REQUIRED TASK> Here are some records. Copy each one exactly.

━━━━━ PROVIDED DATA

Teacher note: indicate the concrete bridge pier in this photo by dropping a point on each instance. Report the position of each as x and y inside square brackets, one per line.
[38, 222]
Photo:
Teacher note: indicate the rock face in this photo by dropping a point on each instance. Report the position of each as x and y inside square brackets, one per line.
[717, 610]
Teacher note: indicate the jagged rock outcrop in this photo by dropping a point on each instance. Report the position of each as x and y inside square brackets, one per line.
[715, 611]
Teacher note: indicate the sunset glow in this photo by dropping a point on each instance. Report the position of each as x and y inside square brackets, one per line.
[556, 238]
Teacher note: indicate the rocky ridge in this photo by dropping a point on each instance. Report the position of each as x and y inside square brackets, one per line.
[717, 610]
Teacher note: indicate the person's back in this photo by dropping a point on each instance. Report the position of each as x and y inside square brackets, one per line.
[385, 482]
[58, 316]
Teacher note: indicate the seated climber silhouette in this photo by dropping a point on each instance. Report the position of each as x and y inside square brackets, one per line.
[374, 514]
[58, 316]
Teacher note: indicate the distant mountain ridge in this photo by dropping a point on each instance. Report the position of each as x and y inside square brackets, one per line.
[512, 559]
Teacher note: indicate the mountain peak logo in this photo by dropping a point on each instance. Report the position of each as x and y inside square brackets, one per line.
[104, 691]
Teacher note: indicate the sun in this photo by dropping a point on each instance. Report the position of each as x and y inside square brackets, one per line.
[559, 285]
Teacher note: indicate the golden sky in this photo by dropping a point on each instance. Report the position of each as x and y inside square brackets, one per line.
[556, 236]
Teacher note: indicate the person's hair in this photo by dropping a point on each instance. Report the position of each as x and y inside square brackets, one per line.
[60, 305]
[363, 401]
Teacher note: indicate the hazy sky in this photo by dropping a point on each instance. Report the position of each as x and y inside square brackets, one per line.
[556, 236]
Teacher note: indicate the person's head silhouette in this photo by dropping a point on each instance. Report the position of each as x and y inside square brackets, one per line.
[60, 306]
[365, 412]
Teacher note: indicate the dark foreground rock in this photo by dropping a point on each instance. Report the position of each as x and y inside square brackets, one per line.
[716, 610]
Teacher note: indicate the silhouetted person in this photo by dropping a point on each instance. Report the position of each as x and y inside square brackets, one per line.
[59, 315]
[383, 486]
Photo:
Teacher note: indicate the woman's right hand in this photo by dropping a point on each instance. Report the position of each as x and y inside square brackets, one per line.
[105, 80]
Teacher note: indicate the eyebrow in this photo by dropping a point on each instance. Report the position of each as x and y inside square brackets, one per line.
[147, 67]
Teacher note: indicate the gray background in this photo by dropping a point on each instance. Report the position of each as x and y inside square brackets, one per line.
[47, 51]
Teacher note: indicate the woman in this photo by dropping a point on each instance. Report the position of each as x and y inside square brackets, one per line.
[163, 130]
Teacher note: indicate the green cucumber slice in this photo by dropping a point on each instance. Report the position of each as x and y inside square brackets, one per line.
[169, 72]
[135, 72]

━━━━━━━━━━

ANSWER>
Teacher note: indicate the concrete bridge pier in this photo by dropping a point on each instance. Report the position of each as x and y inside square brackets, one per line.
[38, 222]
Photo:
Teacher note: indicate the rock face in this photo by dropping a point on each instance. Report the position of each as x and y inside square brackets, one per line.
[717, 610]
Teacher note: indicate the jagged rock outcrop in this photo by dropping a point on each instance. Report the position of each as x and y inside square brackets, one per line.
[715, 611]
Teacher note: indicate the sunset glow in this photo by dropping a point on each instance. Report the position of each as x and y inside square brackets, one per line.
[556, 238]
Teacher note: indicate the rocky ridge in this photo by dropping a point on each instance. Report the position of each as x and y inside square brackets, one per line.
[717, 610]
Teacher note: indicate the person's back in this photo by dropping a point on each instance. Report the position of each as x and y inside square brackets, one per line.
[385, 482]
[58, 316]
Teacher note: indicate the seated climber silhouette in this photo by dropping a point on each instance. Report the position of each as x and y inside square brackets, one per line.
[374, 514]
[58, 316]
Teacher note: indicate the distant mountain ridge in this photo by dropping a point on each instance. Report the position of each as x and y inside square brackets, one per line.
[512, 559]
Teacher note: indicate the mountain peak logo in this photo by dropping a point on each instance. Report the position of each as x and y inside square brackets, one per line.
[104, 691]
Teacher note: indicate the sun in this photo by dropping a point on each instance. Report the position of each as x and y inside square brackets, one per line.
[559, 285]
Teacher note: indicate the golden sky in this photo by dropping a point on each instance. Report the position of each as x and y inside square brackets, one per line.
[556, 236]
Teacher note: indicate the person's hair in this photo by dropping a point on each instance. Report the position of each as x and y inside square brackets, one per line.
[60, 305]
[363, 401]
Teacher note: indicate the hazy sky in this photo by dropping a point on each instance. Report the position of each as x and y inside square brackets, one per line.
[556, 236]
Teacher note: indicate the person's head silhouette in this photo by dropping a point on each instance. Report the position of each as x and y inside square brackets, one per line.
[60, 306]
[365, 412]
Teacher note: indicate the dark foreground rock in this photo by dropping a point on each instance. Report the position of each as x and y inside square brackets, one per line.
[716, 610]
Teacher note: indicate the silhouetted person in this photo by dropping a point on each instance. Report the position of each as x and y inside square brackets, one per line.
[59, 315]
[383, 486]
Photo:
Teacher note: indicate the woman's right hand in this photo by dropping a point on each instance. Report the position of each as x and y inside square brackets, one per line.
[105, 80]
Teacher note: indicate the eyebrow in this photo by dropping a point on each instance. Report the position of each as x and y inside square brackets, one per line.
[147, 67]
Teacher note: indicate the gray background in this photo by dropping a point on each instance. Report the position of each as x and y inside square brackets, one per line.
[47, 51]
Teacher note: indicate the woman in this photo by dropping a point on each instance. Report the position of each as x and y inside square brackets, one per line.
[163, 130]
Teacher note: indicate the green cucumber slice in this photo by dropping a point on each instance. Report the position of each as x and y inside square brackets, one per line.
[169, 72]
[135, 72]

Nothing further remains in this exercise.